TASK TO CARRY OUT
Which lines in the records below contain the word "dirt"? List each one in full, and match case exactly.

PROVIDED ENTRIES
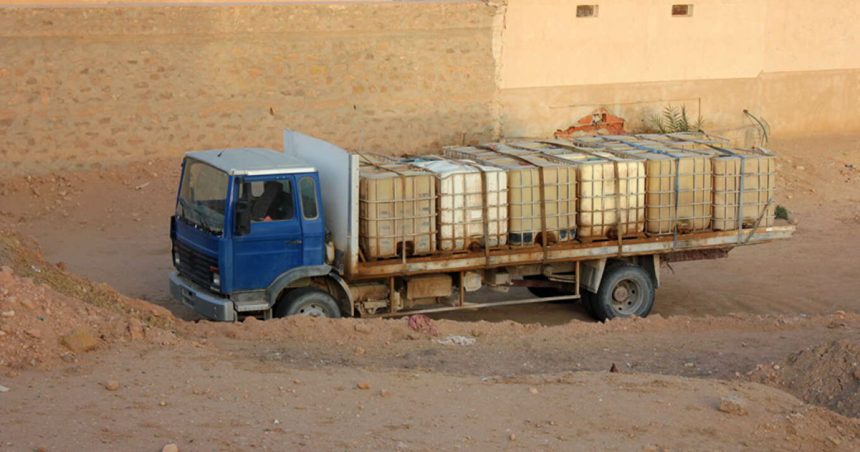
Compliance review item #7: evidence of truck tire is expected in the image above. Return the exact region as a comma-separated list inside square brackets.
[585, 262, 654, 321]
[275, 287, 340, 319]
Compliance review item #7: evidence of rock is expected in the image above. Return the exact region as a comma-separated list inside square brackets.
[24, 329, 42, 339]
[60, 327, 99, 353]
[720, 395, 747, 416]
[128, 319, 143, 341]
[436, 335, 476, 346]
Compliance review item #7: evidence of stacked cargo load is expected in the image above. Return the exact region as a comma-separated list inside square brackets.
[573, 135, 714, 235]
[358, 155, 436, 260]
[445, 144, 576, 246]
[404, 156, 508, 251]
[511, 140, 645, 241]
[640, 133, 776, 231]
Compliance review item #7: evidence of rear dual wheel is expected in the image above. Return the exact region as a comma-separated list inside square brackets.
[581, 262, 654, 321]
[275, 287, 340, 319]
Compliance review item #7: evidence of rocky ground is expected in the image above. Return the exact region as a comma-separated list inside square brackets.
[0, 137, 860, 450]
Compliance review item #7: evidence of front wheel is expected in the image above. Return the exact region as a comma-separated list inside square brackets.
[589, 263, 654, 321]
[275, 287, 340, 319]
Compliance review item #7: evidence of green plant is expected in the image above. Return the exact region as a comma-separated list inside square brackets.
[645, 104, 705, 133]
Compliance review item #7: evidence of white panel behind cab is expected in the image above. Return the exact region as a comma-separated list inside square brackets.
[284, 129, 359, 275]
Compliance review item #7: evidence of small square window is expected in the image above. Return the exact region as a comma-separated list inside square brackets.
[576, 5, 597, 17]
[672, 4, 693, 17]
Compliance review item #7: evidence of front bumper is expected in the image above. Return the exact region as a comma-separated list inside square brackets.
[170, 272, 236, 322]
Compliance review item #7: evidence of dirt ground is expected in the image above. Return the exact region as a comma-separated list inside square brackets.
[0, 137, 860, 450]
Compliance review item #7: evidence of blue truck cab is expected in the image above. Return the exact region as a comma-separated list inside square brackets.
[170, 148, 342, 321]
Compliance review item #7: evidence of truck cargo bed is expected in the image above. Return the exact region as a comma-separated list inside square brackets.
[284, 130, 795, 281]
[350, 225, 795, 280]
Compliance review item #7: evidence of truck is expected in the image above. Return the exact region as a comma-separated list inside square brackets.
[169, 130, 795, 321]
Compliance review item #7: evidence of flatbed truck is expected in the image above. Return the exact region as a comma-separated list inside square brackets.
[169, 130, 795, 321]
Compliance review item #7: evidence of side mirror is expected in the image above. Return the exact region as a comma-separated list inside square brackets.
[236, 200, 251, 235]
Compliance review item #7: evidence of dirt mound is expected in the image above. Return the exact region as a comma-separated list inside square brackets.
[0, 233, 175, 329]
[752, 340, 860, 418]
[0, 233, 175, 369]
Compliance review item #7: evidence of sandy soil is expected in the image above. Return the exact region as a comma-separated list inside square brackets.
[0, 137, 860, 450]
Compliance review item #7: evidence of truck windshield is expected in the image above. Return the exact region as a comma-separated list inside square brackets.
[176, 159, 228, 235]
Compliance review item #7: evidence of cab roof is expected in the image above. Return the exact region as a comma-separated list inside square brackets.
[185, 148, 316, 176]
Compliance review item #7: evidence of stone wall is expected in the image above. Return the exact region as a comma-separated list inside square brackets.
[0, 2, 497, 172]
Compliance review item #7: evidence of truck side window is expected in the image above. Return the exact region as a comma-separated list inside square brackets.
[242, 180, 295, 221]
[299, 176, 319, 220]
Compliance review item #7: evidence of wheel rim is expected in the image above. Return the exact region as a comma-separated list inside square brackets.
[297, 303, 328, 317]
[612, 279, 645, 315]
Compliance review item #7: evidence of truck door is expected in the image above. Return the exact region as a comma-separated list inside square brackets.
[296, 174, 325, 265]
[233, 175, 305, 290]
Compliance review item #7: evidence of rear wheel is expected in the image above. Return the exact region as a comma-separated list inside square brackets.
[275, 287, 340, 319]
[589, 263, 654, 321]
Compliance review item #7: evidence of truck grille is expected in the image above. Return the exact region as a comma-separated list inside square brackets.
[173, 241, 218, 288]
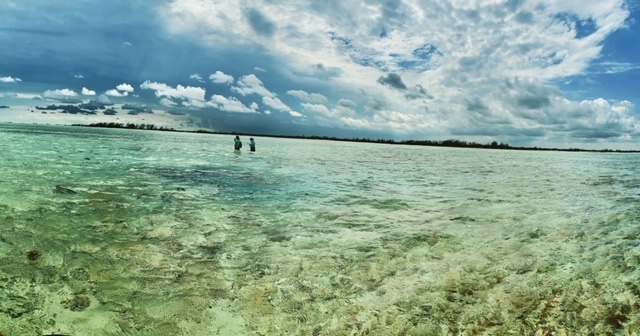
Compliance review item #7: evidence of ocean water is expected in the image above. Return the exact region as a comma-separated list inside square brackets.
[0, 124, 640, 336]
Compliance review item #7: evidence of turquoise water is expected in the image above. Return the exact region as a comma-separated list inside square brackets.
[0, 124, 640, 336]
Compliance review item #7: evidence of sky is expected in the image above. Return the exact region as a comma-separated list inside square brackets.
[0, 0, 640, 149]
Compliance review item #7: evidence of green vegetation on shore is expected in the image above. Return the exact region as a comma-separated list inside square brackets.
[71, 122, 640, 153]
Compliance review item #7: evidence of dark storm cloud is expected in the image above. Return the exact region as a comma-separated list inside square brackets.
[378, 72, 407, 90]
[246, 8, 276, 37]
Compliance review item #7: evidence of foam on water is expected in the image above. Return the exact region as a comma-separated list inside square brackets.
[0, 124, 640, 335]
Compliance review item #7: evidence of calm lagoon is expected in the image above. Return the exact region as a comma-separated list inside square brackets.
[0, 124, 640, 336]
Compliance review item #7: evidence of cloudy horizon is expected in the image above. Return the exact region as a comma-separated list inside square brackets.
[0, 0, 640, 149]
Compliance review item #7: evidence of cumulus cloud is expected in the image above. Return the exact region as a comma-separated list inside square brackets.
[82, 87, 96, 96]
[140, 81, 206, 102]
[159, 98, 178, 107]
[378, 73, 407, 90]
[338, 98, 358, 109]
[41, 89, 78, 100]
[189, 74, 204, 83]
[116, 83, 134, 93]
[262, 97, 291, 112]
[209, 71, 233, 84]
[302, 103, 357, 120]
[245, 8, 276, 37]
[0, 76, 22, 83]
[287, 90, 329, 104]
[0, 92, 18, 98]
[207, 94, 257, 113]
[104, 89, 129, 97]
[231, 74, 275, 97]
[96, 94, 113, 105]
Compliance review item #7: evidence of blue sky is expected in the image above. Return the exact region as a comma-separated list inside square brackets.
[0, 0, 640, 149]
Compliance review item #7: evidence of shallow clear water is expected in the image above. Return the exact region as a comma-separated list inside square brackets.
[0, 124, 640, 335]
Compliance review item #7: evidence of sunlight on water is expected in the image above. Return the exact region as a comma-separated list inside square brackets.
[0, 124, 640, 336]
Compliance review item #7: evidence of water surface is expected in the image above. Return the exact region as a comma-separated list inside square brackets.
[0, 124, 640, 335]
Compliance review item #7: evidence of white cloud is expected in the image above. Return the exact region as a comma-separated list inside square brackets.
[104, 89, 129, 97]
[209, 71, 233, 84]
[0, 76, 22, 83]
[262, 97, 291, 112]
[140, 81, 206, 102]
[231, 74, 275, 97]
[160, 98, 178, 107]
[42, 89, 78, 100]
[189, 74, 204, 83]
[207, 94, 257, 113]
[82, 87, 96, 96]
[97, 94, 113, 105]
[116, 83, 133, 93]
[0, 92, 18, 98]
[287, 90, 329, 104]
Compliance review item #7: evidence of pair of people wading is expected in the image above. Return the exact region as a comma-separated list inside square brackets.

RESULT BELOW
Compliance review item #7: evidence of dirt ground is expected in the image above. Return the exact region as a comma-separated list inside square brackets.
Compliance review item #7: evidence of dirt mound is expected in the image above. Return the exact region as a comma-separated list inside square brackets.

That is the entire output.